**Excerpt to read**:
========================
Tag Archive for: Option J

Why we need to talk about Option J

Japanese Soryu class submarine

Like the operations of submarines themselves, current Australian policy on submarine acquisition seems opaque, with the surface troubled by hints of turmoil down deep. There’s little clue as to why the Government is so wedded to Option J, the purchase of Japanese submarines, an attachment some in the Department of Defence don’t seem to share.

It has been assumed that Option J is preferred because that’s what the US wants. Just last month, ASPI’s Graeme Dobell wrote that ‘the PM really wants a Japanese boat’ without explaining why.

In February, Hugh White outlined some broad strategic difficulties with the rush to Option J, noting that no existing sub meets Australia’s requirements and that the Soryu sub is already superseded. Any existing design must be modified, making our contractual relationship with the designer one of the most critical and risky elements of this process. This is a relationship that will have to work well for decades.

I have written elsewhere about the hazards of not building on lessons learned from the years of working with Sweden on Collins class subs, including that restrictions on intellectual property mean that sensitive technical data can’t be used with other designers. And there are still big questions about how much and what kind of technical data Japan will be willing to share with us.
========================
**Data shown**:
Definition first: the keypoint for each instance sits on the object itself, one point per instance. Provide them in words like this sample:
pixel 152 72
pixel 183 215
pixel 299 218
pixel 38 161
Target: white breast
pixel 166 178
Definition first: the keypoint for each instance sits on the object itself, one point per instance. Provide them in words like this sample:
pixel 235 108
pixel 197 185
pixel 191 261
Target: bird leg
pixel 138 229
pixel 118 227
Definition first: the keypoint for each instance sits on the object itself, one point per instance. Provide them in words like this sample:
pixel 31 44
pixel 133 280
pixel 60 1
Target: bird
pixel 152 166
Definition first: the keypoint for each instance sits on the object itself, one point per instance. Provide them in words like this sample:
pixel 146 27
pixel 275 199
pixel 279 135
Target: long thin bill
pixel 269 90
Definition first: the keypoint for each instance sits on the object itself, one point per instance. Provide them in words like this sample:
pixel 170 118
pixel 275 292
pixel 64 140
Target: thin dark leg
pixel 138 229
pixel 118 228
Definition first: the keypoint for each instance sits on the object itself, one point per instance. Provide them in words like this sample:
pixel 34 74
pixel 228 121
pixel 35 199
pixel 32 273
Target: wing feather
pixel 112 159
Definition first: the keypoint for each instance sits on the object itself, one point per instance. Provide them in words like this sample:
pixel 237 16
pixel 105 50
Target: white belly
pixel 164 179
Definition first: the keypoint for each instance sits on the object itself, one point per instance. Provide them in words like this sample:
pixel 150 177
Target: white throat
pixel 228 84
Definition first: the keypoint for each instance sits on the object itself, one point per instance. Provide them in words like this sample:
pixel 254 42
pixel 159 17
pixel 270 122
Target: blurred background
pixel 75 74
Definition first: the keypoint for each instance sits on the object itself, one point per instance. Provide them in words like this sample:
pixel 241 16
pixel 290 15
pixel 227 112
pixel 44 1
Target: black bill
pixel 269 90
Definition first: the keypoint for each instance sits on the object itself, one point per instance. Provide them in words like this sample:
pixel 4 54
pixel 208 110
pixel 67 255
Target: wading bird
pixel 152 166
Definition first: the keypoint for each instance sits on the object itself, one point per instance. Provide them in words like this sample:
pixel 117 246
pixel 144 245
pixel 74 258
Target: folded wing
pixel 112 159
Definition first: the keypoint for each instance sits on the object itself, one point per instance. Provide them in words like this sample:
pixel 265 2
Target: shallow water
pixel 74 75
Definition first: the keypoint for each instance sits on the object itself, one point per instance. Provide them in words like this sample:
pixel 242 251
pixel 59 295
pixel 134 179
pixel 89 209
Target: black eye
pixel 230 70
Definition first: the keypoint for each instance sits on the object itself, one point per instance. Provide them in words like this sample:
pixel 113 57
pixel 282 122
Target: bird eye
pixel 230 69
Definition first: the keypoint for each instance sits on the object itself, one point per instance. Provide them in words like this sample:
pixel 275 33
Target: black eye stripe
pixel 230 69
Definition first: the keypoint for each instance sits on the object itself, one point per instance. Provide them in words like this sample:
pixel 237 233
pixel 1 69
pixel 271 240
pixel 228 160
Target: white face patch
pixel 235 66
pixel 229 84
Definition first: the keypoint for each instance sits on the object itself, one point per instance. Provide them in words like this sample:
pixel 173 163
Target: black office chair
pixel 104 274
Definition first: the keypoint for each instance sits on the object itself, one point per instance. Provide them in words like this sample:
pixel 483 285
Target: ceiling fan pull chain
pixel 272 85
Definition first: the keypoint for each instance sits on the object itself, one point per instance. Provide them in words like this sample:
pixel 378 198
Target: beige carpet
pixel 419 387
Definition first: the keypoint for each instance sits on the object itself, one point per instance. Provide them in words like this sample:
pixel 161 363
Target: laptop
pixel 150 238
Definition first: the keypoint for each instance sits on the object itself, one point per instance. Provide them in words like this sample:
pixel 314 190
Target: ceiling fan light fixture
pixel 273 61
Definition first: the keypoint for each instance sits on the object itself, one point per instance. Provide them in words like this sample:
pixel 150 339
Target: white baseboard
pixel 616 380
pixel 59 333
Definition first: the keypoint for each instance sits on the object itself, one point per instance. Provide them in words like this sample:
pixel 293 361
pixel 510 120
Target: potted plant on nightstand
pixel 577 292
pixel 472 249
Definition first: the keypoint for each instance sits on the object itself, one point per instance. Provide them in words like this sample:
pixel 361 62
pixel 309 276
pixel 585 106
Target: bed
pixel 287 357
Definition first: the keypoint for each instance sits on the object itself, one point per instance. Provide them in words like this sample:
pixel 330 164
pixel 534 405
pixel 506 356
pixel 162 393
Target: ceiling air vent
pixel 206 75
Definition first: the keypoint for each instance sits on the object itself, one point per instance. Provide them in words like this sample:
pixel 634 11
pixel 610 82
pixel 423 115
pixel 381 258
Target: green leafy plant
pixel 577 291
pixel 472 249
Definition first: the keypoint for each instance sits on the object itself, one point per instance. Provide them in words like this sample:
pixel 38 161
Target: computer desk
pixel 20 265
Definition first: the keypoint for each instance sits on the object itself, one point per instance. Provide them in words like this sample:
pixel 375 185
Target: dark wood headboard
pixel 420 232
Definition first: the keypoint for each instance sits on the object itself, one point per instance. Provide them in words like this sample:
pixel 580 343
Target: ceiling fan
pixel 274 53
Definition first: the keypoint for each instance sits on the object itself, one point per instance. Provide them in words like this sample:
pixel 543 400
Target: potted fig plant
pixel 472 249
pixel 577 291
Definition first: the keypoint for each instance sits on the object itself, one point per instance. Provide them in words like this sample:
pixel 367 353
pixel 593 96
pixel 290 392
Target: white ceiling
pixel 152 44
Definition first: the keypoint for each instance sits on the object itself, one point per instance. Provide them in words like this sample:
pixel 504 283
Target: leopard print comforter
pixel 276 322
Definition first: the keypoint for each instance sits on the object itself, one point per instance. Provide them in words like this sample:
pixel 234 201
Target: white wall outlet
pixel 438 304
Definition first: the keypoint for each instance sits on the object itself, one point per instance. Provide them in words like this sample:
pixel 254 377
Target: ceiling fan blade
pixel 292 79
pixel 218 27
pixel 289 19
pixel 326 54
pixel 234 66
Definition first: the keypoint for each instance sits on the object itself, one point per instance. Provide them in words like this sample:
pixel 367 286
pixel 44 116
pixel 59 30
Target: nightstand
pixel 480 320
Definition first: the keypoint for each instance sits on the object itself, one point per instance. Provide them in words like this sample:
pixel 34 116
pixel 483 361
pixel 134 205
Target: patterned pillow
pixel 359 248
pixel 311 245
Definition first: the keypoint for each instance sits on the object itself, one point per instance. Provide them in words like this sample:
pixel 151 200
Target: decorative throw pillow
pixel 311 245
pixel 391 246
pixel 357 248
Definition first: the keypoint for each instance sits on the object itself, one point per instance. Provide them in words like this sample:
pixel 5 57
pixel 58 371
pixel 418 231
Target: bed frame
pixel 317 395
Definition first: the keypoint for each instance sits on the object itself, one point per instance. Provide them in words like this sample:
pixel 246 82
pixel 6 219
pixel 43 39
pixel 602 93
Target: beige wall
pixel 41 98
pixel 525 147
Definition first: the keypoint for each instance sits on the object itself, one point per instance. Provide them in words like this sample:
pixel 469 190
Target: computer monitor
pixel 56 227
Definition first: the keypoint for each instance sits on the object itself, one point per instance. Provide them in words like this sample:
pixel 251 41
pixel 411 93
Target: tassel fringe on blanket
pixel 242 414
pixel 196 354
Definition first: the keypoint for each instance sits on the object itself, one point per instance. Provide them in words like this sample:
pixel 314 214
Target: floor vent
========================
**Work to do**:
A. Copy out the stretch of the Option J article from "It has been" through "well for decades.".
B. Answer these questions from the Option J article:
(i) Which class of Japanese submarine is named in the heading?
(ii) Who outlined broad strategic difficulties with the rush to Option J in February?
(iii) Which country did Australia work with on Collins class subs?
None of the items is needed for this work.

**Task responses**:
A.
It has been assumed that Option J is preferred because that’s what the US wants. Just last month, ASPI’s Graeme Dobell wrote that ‘the PM really wants a Japanese boat’ without explaining why.

In February, Hugh White outlined some broad strategic difficulties with the rush to Option J, noting that no existing sub meets Australia’s requirements and that the Soryu sub is already superseded. Any existing design must be modified, making our contractual relationship with the designer one of the most critical and risky elements of this process. This is a relationship that will have to work well for decades.

B.
(i) The Soryu class
(ii) Hugh White
(iii) Sweden